* Task details *
Each entry must be given again exactly; images do not belong in the copy.

* Information given *
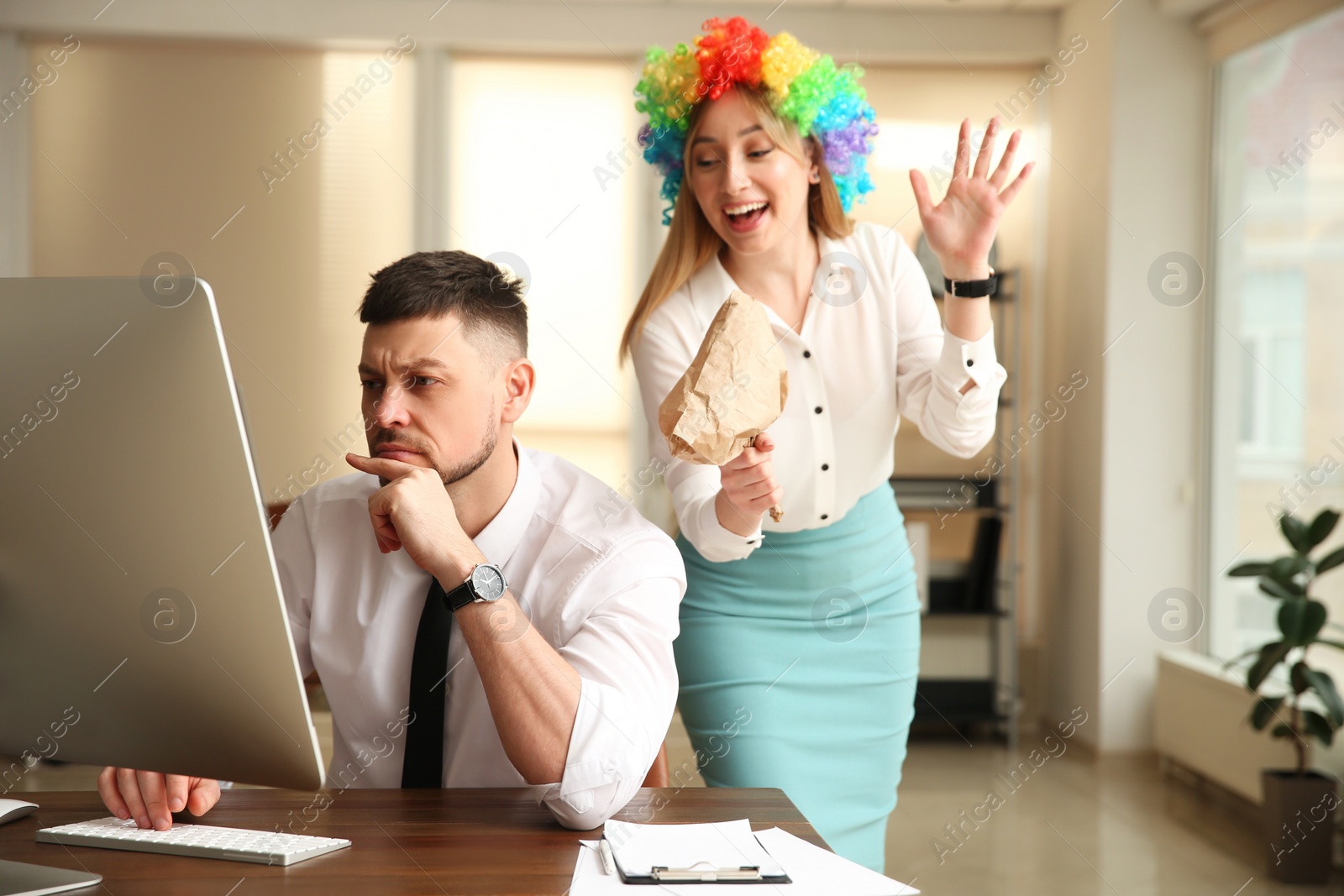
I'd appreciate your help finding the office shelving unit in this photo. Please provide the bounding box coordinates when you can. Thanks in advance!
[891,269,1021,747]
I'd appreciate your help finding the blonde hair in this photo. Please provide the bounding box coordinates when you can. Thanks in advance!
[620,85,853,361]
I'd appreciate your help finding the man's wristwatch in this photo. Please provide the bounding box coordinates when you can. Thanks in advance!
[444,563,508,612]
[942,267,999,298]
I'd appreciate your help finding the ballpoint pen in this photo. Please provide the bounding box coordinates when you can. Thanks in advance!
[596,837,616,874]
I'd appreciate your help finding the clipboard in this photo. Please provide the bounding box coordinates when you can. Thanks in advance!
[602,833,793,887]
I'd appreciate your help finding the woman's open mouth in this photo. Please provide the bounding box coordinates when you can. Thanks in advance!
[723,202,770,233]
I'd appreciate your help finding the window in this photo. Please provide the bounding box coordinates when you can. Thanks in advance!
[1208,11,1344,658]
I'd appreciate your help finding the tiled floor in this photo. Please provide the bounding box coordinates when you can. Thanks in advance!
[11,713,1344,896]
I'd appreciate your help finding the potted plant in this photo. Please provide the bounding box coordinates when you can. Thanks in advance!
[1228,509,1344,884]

* Answer for the task *
I'd appreciate your help finding the office shelving unit in this photo. Please provide the bounding box coordinates when you can. Thanks in advance!
[891,269,1021,747]
I'd appreciate your help finding the blonde hair in this photo. Please provide the bounding box coordinates when you can. Thanks in advance!
[620,85,853,361]
I'd appreciate your help finding the man's wristwatch in this photo. Please provide the bounding box coordinates when you can. Thanks in advance!
[444,563,508,612]
[942,267,999,298]
I'd appreciate your help finding the ballpoint pen in this photo. Please provide the bounding box coordinates when you can. Thanks in advance!
[596,837,616,874]
I'd appreciate your help finding the clipboard in this photo. Please provide the bounding box coordinates when you can. Thanks in advance!
[602,833,793,887]
I'd appreciate your help finding the woman's open mouth in this photo. Please provide the bounding box coordinates when you can. Thanks in advance!
[723,202,770,233]
I'd appreciate your help finding the window in this photo. Please provide the bounding box coordinates when you can. Thanks in advance!
[1208,11,1344,658]
I'd appreciate your help finding the tiled floor in this photo. Please provide the bounding box coordinates when you can. Thanks in advance!
[11,713,1344,896]
I'd appreciate your help finding the potted plant in this photo. Please provide the bounding box coordinates when you can. Thanks in advance!
[1228,509,1344,884]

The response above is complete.